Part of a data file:
------------------------------------------------------------

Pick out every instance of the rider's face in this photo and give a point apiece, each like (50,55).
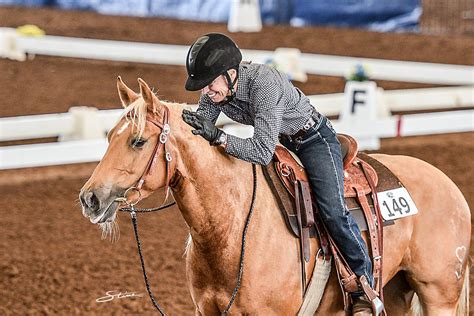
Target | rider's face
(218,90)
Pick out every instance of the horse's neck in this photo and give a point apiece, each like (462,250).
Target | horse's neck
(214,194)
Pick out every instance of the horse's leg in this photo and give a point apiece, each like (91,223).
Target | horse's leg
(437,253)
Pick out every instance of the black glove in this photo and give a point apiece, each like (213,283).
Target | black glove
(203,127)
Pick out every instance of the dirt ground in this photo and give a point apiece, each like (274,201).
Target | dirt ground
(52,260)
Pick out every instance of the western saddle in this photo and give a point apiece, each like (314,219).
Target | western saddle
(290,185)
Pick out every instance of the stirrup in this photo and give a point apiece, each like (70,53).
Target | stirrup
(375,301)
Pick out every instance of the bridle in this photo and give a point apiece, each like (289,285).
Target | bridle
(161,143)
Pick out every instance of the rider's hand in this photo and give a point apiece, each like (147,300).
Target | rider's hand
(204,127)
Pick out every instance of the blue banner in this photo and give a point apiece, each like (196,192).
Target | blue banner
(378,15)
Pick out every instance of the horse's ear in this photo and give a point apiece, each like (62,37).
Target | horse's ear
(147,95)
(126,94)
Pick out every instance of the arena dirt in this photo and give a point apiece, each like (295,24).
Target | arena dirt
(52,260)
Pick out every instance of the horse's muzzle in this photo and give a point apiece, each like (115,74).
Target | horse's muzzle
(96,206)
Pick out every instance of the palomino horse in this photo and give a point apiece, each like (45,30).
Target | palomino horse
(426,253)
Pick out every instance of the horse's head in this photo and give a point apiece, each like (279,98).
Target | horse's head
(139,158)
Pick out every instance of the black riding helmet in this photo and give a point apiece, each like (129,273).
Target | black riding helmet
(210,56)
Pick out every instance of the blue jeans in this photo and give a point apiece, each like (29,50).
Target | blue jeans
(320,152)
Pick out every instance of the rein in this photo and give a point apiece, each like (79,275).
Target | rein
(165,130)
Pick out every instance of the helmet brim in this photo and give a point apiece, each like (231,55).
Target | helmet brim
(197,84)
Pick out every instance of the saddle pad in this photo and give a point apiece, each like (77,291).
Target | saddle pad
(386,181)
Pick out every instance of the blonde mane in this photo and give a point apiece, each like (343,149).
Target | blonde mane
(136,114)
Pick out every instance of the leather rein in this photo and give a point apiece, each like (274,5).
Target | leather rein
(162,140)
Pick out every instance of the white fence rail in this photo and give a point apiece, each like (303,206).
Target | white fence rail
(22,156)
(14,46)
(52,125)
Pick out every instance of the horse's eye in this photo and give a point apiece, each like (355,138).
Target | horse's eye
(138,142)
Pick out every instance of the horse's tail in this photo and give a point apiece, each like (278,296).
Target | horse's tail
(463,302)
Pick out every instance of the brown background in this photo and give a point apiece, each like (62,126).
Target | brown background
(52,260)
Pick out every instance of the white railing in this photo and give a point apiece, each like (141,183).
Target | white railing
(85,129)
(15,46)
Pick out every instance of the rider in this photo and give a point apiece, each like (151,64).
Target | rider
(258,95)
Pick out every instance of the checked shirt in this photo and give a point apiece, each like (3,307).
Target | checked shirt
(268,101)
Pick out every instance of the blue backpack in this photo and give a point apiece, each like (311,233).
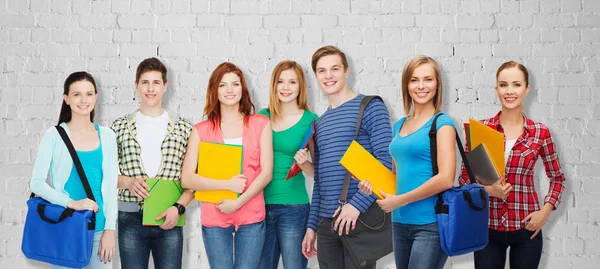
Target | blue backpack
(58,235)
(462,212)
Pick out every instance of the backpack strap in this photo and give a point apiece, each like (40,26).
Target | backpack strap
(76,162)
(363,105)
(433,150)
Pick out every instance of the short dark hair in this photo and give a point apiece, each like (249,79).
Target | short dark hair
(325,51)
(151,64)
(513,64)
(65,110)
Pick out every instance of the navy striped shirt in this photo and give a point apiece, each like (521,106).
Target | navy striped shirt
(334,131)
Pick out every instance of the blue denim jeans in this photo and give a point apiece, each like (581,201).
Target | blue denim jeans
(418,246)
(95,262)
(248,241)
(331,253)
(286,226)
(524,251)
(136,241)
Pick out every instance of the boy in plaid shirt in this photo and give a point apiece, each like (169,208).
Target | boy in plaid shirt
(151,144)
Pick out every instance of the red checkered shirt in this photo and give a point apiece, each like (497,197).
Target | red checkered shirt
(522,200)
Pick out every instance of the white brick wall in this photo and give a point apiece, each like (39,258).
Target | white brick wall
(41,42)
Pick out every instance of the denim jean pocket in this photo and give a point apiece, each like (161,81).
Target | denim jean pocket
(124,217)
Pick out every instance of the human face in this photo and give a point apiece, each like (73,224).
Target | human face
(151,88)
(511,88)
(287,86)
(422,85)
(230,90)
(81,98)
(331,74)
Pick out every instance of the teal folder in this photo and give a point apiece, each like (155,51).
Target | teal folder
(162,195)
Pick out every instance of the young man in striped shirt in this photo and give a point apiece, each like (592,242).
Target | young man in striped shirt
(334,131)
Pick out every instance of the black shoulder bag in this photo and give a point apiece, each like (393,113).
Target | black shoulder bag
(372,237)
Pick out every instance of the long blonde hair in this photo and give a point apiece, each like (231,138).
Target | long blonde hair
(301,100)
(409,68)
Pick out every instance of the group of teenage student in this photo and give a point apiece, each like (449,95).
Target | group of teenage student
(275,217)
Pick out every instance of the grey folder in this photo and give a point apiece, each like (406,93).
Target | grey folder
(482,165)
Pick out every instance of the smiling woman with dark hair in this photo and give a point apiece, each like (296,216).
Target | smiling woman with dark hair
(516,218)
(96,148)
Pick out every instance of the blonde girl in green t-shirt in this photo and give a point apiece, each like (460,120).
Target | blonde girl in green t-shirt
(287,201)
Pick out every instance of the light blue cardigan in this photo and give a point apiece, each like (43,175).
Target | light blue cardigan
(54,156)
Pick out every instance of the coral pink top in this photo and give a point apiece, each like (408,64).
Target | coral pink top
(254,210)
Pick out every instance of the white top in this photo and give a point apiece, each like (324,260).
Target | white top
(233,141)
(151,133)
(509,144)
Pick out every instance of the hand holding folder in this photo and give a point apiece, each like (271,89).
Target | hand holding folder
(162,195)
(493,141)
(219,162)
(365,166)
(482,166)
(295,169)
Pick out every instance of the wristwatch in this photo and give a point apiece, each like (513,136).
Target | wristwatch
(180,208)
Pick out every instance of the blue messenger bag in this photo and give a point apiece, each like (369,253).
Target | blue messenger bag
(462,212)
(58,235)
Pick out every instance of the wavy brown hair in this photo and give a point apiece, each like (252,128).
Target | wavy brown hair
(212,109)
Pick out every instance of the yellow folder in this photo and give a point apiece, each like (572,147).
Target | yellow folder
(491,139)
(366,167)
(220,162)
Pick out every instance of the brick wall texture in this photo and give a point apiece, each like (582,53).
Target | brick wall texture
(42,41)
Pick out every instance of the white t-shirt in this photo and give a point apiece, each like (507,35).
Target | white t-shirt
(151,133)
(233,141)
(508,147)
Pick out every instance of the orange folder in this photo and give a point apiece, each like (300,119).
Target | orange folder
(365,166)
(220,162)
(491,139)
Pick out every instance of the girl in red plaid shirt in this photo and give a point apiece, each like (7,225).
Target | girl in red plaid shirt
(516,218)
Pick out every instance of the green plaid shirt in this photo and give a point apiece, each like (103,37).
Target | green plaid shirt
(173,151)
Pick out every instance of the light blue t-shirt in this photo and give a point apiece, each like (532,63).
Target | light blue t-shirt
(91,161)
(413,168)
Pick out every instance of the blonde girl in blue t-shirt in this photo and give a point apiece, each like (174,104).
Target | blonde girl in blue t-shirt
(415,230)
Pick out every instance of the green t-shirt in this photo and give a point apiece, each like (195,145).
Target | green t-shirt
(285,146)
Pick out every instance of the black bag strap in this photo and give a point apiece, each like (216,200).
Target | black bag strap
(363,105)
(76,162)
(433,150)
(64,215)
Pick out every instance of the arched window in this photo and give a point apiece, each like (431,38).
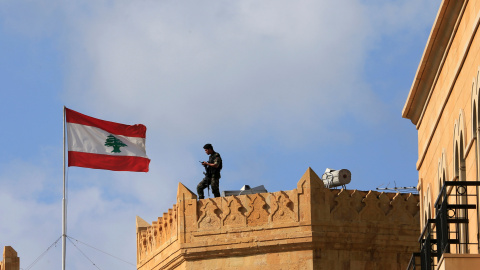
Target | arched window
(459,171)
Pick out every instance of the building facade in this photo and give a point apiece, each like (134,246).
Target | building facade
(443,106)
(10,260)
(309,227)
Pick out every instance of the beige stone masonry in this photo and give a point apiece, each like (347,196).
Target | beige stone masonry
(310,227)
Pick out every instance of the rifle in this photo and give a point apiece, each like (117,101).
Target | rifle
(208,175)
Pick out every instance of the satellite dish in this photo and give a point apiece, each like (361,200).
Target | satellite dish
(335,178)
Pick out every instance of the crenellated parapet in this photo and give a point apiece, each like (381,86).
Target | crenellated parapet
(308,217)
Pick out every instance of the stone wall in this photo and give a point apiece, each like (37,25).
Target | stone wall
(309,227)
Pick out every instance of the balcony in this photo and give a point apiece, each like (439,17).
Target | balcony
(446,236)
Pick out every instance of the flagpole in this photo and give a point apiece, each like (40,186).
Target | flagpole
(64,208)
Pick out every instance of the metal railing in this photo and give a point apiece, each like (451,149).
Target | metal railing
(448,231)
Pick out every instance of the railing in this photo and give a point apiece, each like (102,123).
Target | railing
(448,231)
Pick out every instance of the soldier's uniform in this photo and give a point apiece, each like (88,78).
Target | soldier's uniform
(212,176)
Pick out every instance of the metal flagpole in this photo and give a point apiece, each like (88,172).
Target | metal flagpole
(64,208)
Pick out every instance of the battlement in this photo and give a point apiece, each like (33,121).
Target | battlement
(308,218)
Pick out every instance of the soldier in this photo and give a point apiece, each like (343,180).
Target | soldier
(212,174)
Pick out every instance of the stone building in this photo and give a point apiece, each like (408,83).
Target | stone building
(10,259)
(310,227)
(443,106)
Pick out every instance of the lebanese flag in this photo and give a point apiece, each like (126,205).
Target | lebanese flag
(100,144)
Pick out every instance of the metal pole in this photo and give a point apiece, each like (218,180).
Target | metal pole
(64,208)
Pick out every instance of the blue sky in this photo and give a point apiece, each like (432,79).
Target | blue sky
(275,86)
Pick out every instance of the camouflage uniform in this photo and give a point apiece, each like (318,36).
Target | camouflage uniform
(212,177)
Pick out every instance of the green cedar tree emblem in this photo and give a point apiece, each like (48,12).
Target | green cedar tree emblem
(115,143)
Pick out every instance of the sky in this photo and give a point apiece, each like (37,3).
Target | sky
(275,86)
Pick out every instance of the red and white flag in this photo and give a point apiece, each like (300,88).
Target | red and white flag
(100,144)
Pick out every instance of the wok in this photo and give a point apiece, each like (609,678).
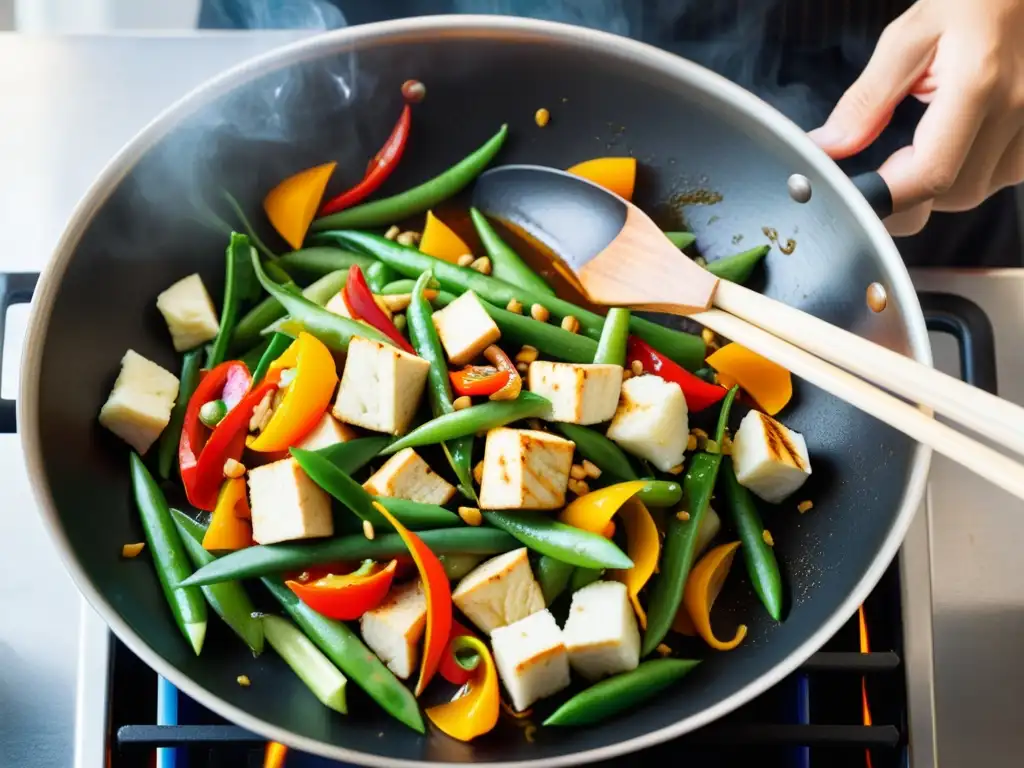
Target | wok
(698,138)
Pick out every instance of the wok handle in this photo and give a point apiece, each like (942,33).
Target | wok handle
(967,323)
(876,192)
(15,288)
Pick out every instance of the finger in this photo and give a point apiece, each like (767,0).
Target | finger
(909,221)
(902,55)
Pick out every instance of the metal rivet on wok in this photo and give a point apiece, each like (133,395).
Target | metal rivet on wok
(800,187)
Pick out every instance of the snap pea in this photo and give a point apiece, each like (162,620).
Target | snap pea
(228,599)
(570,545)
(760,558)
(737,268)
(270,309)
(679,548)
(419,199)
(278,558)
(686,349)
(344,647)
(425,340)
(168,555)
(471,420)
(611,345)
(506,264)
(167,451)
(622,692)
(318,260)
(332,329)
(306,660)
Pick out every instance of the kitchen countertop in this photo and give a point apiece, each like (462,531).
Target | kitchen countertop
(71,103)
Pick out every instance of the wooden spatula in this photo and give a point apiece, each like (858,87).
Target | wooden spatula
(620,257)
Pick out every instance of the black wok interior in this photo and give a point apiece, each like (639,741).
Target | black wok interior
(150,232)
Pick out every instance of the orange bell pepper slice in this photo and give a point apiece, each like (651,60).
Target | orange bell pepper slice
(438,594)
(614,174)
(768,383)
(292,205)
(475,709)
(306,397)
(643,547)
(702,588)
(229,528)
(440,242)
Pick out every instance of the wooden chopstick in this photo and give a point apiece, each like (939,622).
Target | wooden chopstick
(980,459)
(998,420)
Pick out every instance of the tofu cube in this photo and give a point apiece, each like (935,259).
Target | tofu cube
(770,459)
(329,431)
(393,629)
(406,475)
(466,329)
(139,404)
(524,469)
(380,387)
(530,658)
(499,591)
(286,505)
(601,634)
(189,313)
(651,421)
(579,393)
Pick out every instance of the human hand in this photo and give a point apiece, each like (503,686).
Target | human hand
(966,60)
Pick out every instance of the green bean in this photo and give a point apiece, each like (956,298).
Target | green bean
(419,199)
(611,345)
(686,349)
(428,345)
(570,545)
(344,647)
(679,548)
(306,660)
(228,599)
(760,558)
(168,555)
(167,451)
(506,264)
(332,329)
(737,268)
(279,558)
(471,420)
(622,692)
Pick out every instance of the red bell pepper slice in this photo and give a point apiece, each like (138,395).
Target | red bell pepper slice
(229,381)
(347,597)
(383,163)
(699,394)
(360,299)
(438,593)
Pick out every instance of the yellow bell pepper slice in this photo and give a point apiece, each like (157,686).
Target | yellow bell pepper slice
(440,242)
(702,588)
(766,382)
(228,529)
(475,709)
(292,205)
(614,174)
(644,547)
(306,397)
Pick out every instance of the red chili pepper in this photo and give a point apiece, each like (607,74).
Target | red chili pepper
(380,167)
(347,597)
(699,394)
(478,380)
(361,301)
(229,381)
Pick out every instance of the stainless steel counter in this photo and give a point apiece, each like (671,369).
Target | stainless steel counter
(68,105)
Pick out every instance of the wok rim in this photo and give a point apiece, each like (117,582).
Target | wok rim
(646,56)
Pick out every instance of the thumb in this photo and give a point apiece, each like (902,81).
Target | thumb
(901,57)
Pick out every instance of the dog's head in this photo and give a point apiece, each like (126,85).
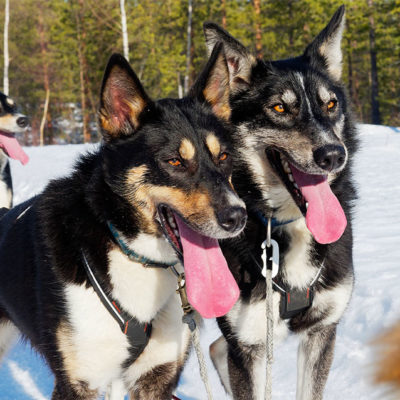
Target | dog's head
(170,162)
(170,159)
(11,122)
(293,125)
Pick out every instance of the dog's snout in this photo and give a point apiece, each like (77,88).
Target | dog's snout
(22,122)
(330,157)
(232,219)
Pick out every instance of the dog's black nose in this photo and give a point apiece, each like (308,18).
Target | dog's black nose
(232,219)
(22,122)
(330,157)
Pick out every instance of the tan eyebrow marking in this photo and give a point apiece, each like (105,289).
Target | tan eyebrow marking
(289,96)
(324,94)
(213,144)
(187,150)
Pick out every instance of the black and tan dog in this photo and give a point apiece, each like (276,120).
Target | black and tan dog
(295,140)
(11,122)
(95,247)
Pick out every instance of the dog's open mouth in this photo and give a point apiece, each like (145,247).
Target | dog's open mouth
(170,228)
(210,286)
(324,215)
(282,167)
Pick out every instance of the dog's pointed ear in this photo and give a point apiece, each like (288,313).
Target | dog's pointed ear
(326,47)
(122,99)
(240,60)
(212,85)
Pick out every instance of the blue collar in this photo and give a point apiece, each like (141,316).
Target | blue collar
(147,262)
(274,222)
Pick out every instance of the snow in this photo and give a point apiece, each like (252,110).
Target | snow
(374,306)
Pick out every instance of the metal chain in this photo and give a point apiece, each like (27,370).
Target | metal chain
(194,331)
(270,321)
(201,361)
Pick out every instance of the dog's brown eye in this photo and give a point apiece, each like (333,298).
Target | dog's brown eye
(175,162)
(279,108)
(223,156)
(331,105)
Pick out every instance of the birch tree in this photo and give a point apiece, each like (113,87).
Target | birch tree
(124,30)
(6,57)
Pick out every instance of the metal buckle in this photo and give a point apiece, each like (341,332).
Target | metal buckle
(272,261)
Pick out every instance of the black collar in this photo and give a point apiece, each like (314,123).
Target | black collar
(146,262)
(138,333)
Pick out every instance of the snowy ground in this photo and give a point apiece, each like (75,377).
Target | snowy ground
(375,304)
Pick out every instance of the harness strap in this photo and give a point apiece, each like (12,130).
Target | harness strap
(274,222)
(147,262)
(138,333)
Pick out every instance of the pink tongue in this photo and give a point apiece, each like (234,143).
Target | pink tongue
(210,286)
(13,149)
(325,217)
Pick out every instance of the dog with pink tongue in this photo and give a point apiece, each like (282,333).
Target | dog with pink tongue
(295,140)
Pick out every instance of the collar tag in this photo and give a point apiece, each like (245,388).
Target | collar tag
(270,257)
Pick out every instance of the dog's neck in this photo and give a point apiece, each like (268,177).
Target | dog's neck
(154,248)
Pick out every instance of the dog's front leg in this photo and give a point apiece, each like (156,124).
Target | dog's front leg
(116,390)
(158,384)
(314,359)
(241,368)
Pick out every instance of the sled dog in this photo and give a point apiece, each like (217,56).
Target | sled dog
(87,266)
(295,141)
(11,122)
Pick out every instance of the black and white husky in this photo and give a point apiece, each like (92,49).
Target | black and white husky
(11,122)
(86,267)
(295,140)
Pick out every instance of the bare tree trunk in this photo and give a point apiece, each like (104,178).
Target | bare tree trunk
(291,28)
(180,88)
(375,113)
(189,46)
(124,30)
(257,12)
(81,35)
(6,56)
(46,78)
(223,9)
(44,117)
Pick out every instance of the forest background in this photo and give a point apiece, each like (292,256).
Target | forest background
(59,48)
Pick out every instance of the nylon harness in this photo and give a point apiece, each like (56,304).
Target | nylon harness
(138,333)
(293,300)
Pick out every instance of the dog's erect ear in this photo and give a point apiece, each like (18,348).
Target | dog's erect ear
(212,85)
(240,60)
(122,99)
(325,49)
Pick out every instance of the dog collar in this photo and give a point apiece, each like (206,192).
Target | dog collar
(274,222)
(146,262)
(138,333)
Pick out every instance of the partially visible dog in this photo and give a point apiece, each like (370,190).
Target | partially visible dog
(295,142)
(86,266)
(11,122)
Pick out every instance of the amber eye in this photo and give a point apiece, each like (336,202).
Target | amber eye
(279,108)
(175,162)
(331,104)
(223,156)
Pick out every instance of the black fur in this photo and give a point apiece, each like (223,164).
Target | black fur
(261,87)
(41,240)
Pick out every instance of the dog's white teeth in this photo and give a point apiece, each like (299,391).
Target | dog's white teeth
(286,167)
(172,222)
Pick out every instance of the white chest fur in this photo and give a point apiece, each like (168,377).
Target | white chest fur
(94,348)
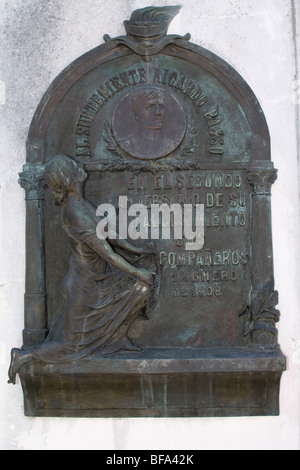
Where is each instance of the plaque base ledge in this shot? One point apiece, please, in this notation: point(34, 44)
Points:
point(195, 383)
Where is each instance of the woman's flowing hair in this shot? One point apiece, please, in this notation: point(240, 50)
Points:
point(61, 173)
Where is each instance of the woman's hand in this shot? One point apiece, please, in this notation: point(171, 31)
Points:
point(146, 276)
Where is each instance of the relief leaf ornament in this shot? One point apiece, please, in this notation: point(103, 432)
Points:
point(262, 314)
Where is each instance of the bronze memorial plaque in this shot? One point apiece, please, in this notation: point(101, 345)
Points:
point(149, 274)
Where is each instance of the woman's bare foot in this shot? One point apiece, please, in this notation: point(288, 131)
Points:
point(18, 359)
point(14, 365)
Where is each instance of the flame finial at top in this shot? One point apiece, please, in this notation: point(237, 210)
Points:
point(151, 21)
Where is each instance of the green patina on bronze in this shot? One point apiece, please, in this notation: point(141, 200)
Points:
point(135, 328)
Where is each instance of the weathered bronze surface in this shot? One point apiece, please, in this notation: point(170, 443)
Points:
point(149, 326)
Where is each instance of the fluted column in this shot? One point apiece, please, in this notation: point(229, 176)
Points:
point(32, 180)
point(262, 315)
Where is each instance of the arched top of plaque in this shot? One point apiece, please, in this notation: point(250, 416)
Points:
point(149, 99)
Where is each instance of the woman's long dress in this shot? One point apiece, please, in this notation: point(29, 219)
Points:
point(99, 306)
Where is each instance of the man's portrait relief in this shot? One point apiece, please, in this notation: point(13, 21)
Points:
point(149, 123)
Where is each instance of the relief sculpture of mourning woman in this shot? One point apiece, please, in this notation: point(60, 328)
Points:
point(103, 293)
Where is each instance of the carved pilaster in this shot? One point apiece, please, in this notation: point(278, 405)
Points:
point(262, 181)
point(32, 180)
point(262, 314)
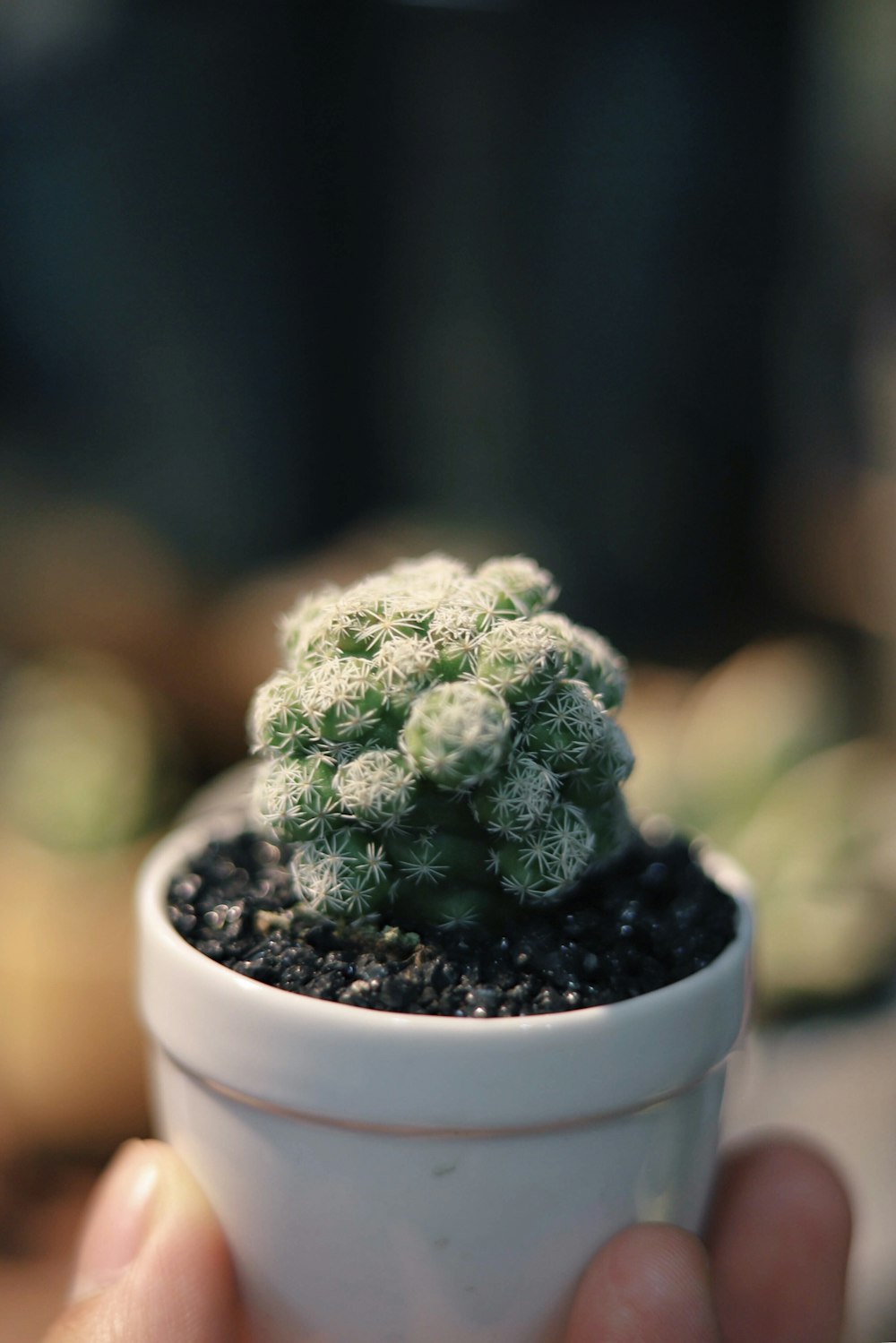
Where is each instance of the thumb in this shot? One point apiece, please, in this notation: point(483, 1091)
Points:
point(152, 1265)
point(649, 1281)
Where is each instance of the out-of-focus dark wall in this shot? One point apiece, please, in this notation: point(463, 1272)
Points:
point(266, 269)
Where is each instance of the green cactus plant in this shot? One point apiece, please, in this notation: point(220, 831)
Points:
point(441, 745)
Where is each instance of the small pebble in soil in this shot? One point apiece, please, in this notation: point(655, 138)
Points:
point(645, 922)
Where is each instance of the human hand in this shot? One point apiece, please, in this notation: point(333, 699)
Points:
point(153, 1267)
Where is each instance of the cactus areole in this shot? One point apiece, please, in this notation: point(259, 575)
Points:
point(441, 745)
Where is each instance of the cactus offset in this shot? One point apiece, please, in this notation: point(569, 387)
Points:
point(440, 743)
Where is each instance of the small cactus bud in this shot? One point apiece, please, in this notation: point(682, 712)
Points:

------------------------------------------------------------

Rewrite the records above from the line containing "Where is each instance of the thumb" through the end of the records, substituting "image" for every "shot" and leaving everything else unchanged.

Where is each instance of the thumb in this image? One point apiece, please, in this notation: point(483, 1091)
Points:
point(152, 1265)
point(649, 1281)
Where is each instance of the out-of-focus dark wall in this image? One point apiece, please, in this notation: point(463, 1272)
Points:
point(266, 269)
Where is each instance of the green cactus plant in this image? One point apiece, please, in this notation: point(220, 831)
Points:
point(441, 745)
Where is each instance of the small pebble in soil in this image? One point apiece, please, in this notation: point(655, 138)
Points:
point(645, 922)
Where is each instance of the human hand in this image? One point apiece, please, in this notation: point(333, 699)
Points:
point(153, 1267)
Where is each instance of the cactus areole in this image? One point apiece, please, in this notation: point(259, 575)
Points:
point(441, 745)
Where is each instance of the cactus offset in this image? One point apiece, please, in this notation: point(569, 387)
Points:
point(440, 743)
Where is each instance of the small cactus bud in this image? One point apiece, please, in this notation: point(682, 712)
Points:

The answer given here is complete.